YOUR ASSIGNMENT:
Pictures should be excluded; otherwise, copy every entry exactly.

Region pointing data
•••
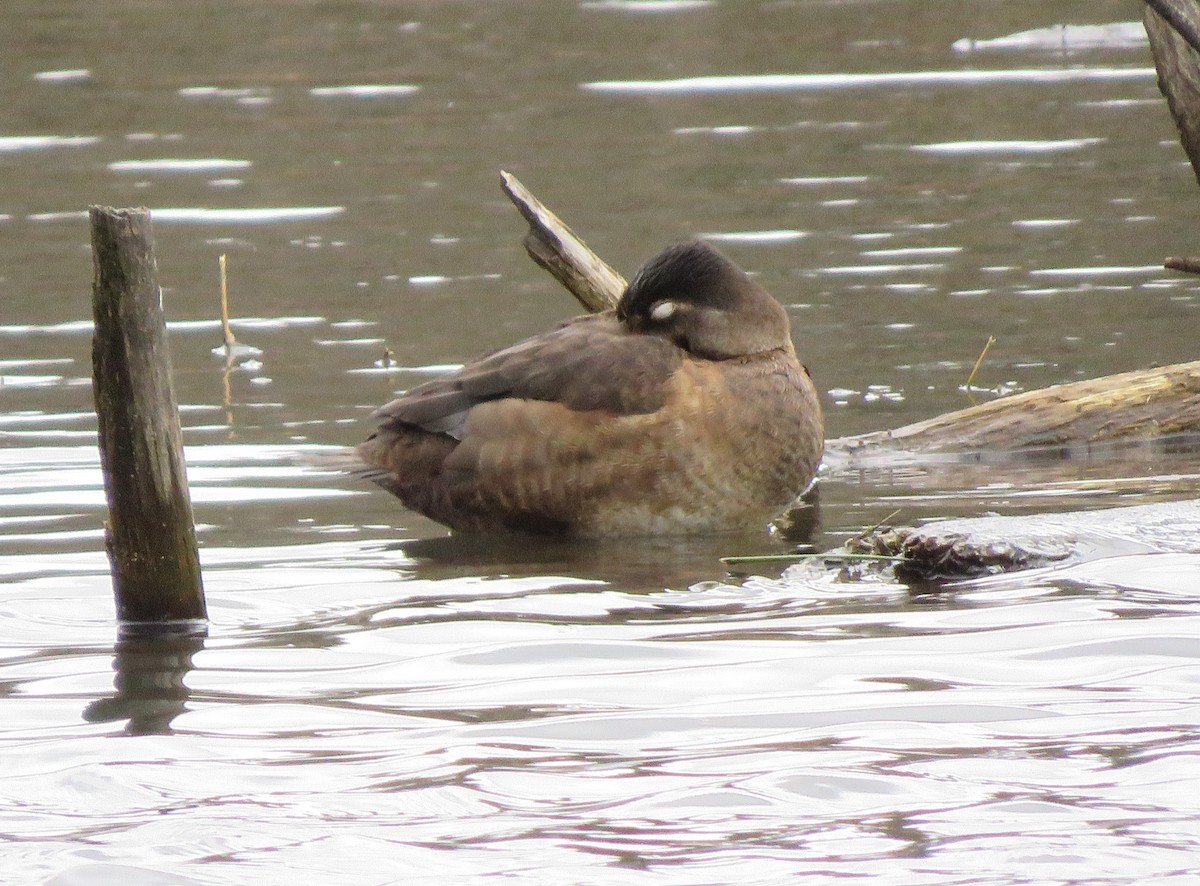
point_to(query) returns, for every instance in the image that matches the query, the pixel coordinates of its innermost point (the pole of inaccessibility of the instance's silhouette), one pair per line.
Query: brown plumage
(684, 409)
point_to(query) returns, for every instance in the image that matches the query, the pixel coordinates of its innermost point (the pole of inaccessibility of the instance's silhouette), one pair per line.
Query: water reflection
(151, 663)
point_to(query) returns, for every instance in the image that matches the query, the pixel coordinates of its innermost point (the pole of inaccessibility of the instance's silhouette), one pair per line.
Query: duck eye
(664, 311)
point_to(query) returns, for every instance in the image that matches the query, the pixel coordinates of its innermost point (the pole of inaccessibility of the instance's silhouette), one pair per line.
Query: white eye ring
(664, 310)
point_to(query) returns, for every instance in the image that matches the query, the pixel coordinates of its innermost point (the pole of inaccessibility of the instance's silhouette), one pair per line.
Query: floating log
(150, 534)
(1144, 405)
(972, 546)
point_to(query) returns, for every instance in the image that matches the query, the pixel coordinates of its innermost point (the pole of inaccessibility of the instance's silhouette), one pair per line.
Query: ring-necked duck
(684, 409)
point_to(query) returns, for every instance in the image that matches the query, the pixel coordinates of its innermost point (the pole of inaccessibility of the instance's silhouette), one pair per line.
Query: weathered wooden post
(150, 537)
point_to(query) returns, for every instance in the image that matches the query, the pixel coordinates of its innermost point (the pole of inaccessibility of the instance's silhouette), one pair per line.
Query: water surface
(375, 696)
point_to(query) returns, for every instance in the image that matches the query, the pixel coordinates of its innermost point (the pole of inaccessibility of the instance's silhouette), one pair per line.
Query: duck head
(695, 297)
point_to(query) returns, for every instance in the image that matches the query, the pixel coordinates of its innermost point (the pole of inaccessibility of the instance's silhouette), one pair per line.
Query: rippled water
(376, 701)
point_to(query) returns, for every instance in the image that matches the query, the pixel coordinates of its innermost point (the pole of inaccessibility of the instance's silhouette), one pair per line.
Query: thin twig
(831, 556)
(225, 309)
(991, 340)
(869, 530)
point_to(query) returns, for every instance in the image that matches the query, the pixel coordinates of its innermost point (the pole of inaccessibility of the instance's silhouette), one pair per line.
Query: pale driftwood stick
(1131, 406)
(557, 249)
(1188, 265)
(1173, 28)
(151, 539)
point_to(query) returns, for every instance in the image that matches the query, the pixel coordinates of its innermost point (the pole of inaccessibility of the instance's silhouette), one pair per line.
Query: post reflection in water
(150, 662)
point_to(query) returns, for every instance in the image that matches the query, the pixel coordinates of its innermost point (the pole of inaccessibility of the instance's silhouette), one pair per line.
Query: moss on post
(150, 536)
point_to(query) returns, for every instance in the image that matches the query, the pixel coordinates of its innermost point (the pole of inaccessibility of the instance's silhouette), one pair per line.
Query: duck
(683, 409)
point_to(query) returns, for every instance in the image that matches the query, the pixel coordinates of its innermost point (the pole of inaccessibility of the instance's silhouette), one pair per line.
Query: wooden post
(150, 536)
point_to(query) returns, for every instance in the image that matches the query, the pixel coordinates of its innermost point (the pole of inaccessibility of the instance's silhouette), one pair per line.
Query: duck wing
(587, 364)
•••
PROBLEM SOLUTION:
point_to(query) returns, for every instance in the image that matches the query, the pixel coordinates of its innermost point (the pole of inaccessibility of the instance's silhouette), one pair per line.
Query: brown plumage
(684, 409)
point_to(query) returns, for every instance in the image that matches the query, the pixel coordinates of its innermost point (the pole of inaccessibility of the instance's silhouette), one pair per line.
Query: water reflection
(151, 663)
point_to(query) returns, for every instance in the image that matches the query, the pixel coordinates of its innermost point (the pole of inaccessibility of the instance's silhouette), one pair per line.
Query: duck eye
(664, 311)
point_to(query) returns, for every instance in the image that matches the query, the pixel coordinates of its innermost point (the pole of inaccessibility of the instance's silhouette), one pair per line.
Query: white eye ring
(664, 310)
point_to(query) returns, for every instance in the image that matches the query, the pixel coordinates of its innermost point (the pole of inaccessibility of the instance's silhouette), one pair per line.
Query: floating log
(150, 534)
(1144, 405)
(972, 546)
point_to(query) returns, for every instance in the image that matches the query, the pixel coordinates of its innermost point (the pole of inaccessibility of the instance's silhouette), one pair per line.
Query: ring-necked duck
(684, 409)
point_to(query) returns, for every instance in the image that matches the query, the pixel coordinates of its innermost point (the pole of inaccessibility of the instance's silhouette), one pair per line.
Query: weathered wooden post
(150, 537)
point_to(query) returns, for every instance in the image that matches the query, the pixel coordinates of its innermost point (the pole of inaccessibility of the instance's silhouette), one pair per line.
Query: water surface
(375, 696)
point_to(query) returns, for every instance in the image that matches the query, the pixel coordinates of its innermost point (the pole of inaccessibility of the instance's silhouette), one pair per line.
Query: duck head
(695, 297)
point_to(query) returns, for every instance in the image that matches the query, the pixel coordinates of its innermost point (the pole of inaccessibility of the instance's silhouette), one pair per line.
Query: rippled water
(376, 701)
point_to(query) returns, for every instance in the image that matches the query, the pixel coordinates of its innermost point (the pole of inaccessibility of the instance's silhouette), one pair per line.
Query: thin twig
(831, 556)
(225, 309)
(991, 340)
(869, 530)
point_to(query) returns, for every instance in the image that matches the query, the pixel coordinates of its innermost point (the pole of inaccessibility of the instance's silhouette), one pair per line.
Query: pale driftwood stick
(1131, 406)
(557, 249)
(1188, 265)
(1173, 28)
(151, 539)
point_to(query) returns, for every instance in the image that matches the query, the pixel coordinates of its innermost point (the pole of inaccessibility of the instance's silhouette), one pair per line.
Query: post reflection in water
(150, 662)
point_to(query) returns, for every instance in the image that matches the query, the pixel coordinates of its innermost point (the pole of inaccessibility of the instance's silhouette), one pair per line.
Query: moss on post
(150, 536)
point_to(query) returns, for every instance in the image that matches the query, the pixel coordinates of its innermost point (the pole of inaccessibility of the instance's silhouette), one pair per line.
Query: duck
(683, 409)
point_to(query) returns, for every instance in the image that matches the query, the pixel coordinates of its innermost point (the pole of inaccessibility of the instance's silhouette), one pair per line.
Query: wooden post
(150, 536)
point_to(query) returns, for every instance in the image that matches the query, the pixel coordinates of its innermost point (the pole of inaccessibility of the instance's silhouette), one pair per line.
Query: duck wing
(587, 364)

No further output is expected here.